### Excerpted passage
The Labor Market Inflection Point
With approximately 3,000 data center projects projected in the U.S. through 2030, the demand for electricians and other skilled trades is outstripping supply at a pace that may have a dramatic near-term impact on project delivery. Data centers are drawing skilled workers from other project types, intensifying cross-sector competition.
- Trade partners command better margins for supplemental workforces than in a balanced market, and construction managers are seeking greater flexibility in contingency use to absorb labor cost escalation.
- Schedule planning and contract pricing must account for labor constraints as a structural feature of the current market rather than a temporary anomaly.
Construction Phasing and Execution
Phasing provides owners with flexibility to manage risk exposure, accommodate evolving tenant requirements, and align expenditures with revenue. The typical approach involves an initial contract for core and shell with subsequent phases triggered as tenant commitments materialize. The intense schedule pressure on data center projects creates a construction environment distinct from other commercial real estate sectors.

### Data supplied
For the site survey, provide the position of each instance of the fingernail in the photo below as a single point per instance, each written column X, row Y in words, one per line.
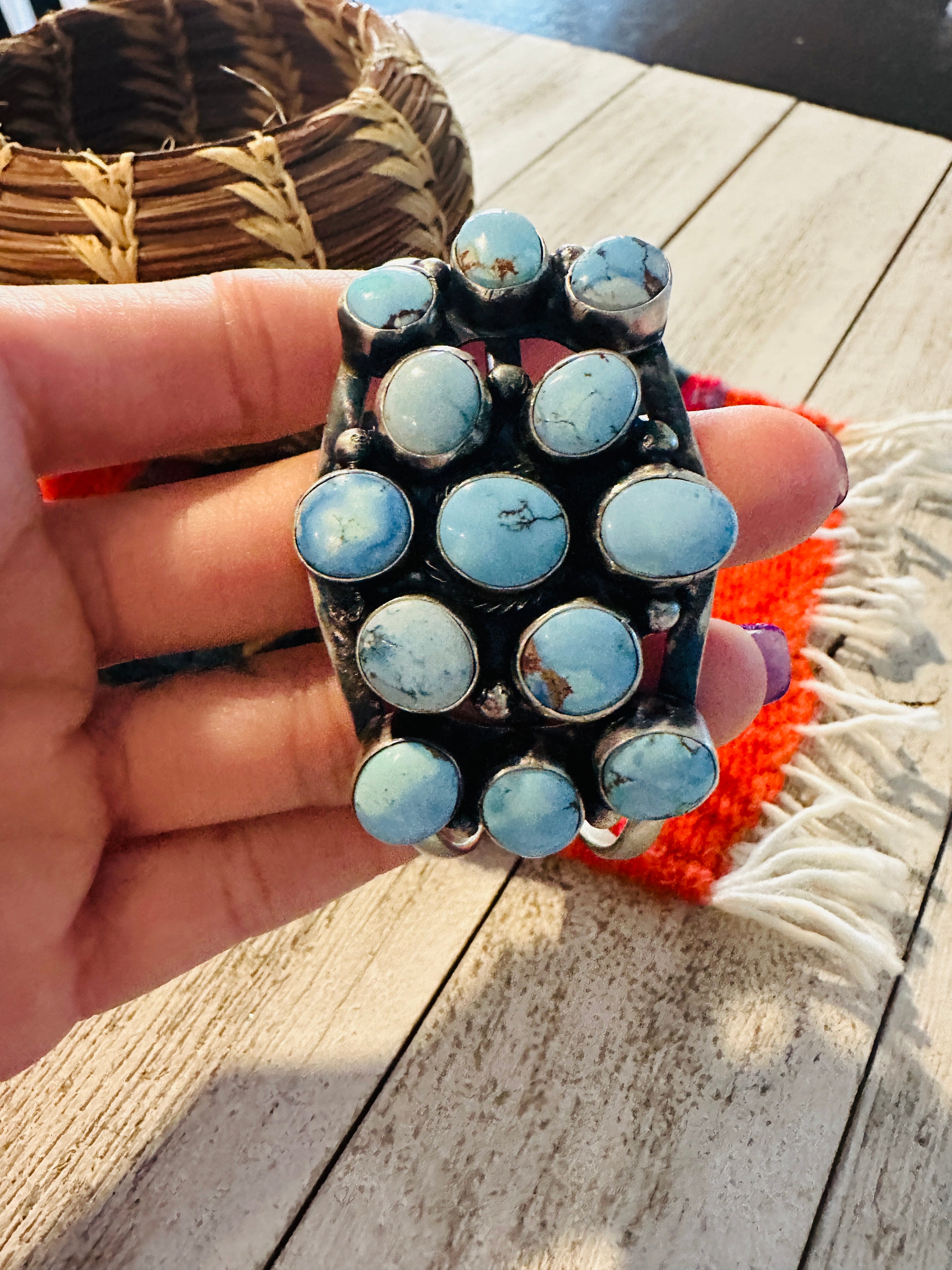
column 775, row 651
column 843, row 469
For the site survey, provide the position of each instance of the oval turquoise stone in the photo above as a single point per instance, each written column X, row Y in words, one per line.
column 620, row 273
column 432, row 403
column 499, row 249
column 390, row 298
column 417, row 656
column 353, row 525
column 407, row 792
column 581, row 661
column 502, row 531
column 582, row 406
column 658, row 775
column 532, row 811
column 668, row 528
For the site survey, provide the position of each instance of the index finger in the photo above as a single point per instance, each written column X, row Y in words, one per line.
column 112, row 375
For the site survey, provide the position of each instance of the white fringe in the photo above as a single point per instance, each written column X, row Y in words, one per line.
column 827, row 865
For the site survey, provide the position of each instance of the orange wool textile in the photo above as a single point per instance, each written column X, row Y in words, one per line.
column 695, row 850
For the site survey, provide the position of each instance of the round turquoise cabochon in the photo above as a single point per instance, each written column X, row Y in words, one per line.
column 668, row 528
column 417, row 656
column 407, row 792
column 658, row 775
column 620, row 273
column 498, row 251
column 503, row 533
column 584, row 403
column 390, row 298
column 532, row 811
column 432, row 402
column 581, row 661
column 353, row 525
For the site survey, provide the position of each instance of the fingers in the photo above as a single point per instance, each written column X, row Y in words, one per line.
column 226, row 746
column 197, row 564
column 166, row 905
column 211, row 562
column 230, row 745
column 733, row 683
column 106, row 375
column 782, row 474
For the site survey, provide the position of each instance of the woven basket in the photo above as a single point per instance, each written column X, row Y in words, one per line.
column 146, row 139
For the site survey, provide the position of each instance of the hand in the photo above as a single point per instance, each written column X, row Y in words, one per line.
column 145, row 830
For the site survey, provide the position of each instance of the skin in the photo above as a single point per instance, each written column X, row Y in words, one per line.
column 144, row 831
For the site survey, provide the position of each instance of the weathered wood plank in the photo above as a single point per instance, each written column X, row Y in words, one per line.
column 451, row 45
column 186, row 1128
column 520, row 102
column 890, row 1202
column 644, row 163
column 898, row 353
column 775, row 268
column 617, row 1081
column 890, row 1206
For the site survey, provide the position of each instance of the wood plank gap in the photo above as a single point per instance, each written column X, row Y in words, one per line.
column 866, row 303
column 727, row 177
column 381, row 1084
column 874, row 1051
column 559, row 141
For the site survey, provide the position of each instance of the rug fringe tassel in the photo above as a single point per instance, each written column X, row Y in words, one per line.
column 803, row 873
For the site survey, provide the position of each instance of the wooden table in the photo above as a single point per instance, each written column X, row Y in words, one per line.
column 465, row 1066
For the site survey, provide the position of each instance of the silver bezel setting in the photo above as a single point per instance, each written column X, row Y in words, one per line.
column 622, row 432
column 655, row 472
column 464, row 628
column 645, row 322
column 365, row 577
column 526, row 586
column 475, row 439
column 557, row 714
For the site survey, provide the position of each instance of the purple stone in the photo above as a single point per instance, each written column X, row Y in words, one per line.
column 775, row 651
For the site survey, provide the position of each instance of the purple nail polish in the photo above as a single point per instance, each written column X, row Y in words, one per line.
column 776, row 653
column 843, row 469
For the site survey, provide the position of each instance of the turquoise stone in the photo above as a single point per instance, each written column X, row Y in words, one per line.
column 581, row 661
column 502, row 531
column 668, row 528
column 417, row 656
column 532, row 811
column 432, row 403
column 582, row 406
column 658, row 775
column 620, row 273
column 407, row 792
column 499, row 249
column 353, row 525
column 390, row 298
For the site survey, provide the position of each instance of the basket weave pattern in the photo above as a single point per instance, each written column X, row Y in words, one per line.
column 146, row 139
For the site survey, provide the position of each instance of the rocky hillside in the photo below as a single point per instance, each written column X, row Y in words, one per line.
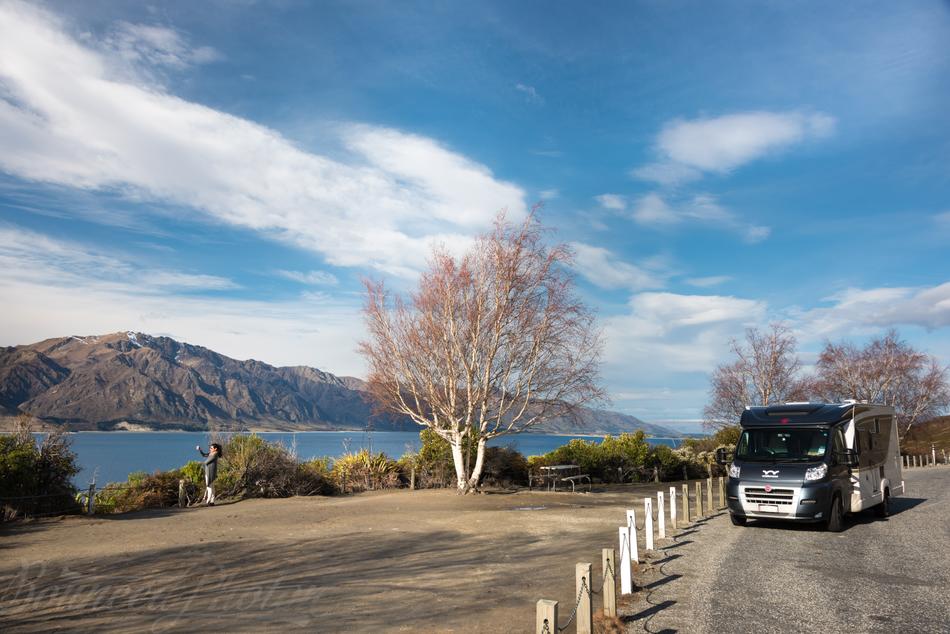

### Challenges
(a) According to the data center construction passage, about how many data center projects are projected in the U.S. through 2030?
(b) Transcribe the data center construction passage between "- Schedule planning" and "real estate sectors.", inclusive.
(c) Decide whether each statement agrees with the data center construction passage, answering yes or no and quoting the deciding words: (i) Data centers are pulling skilled workers away from other project types. (ii) Schedule planning should treat labor constraints as a temporary anomaly. (iii) The typical phasing approach starts with an initial contract for core and shell.

### Answers to the tasks
(a) Approximately 3,000.

(b)
- Schedule planning and contract pricing must account for labor constraints as a structural feature of the current market rather than a temporary anomaly.
Construction Phasing and Execution
Phasing provides owners with flexibility to manage risk exposure, accommodate evolving tenant requirements, and align expenditures with revenue. The typical approach involves an initial contract for core and shell with subsequent phases triggered as tenant commitments materialize. The intense schedule pressure on data center projects creates a construction environment distinct from other commercial real estate sectors.

(c)
(i) Yes: "Data centers are drawing skilled workers from other project types"
(ii) No: "as a structural feature of the current market rather than a temporary anomaly"
(iii) Yes: "The typical approach involves an initial contract for core and shell"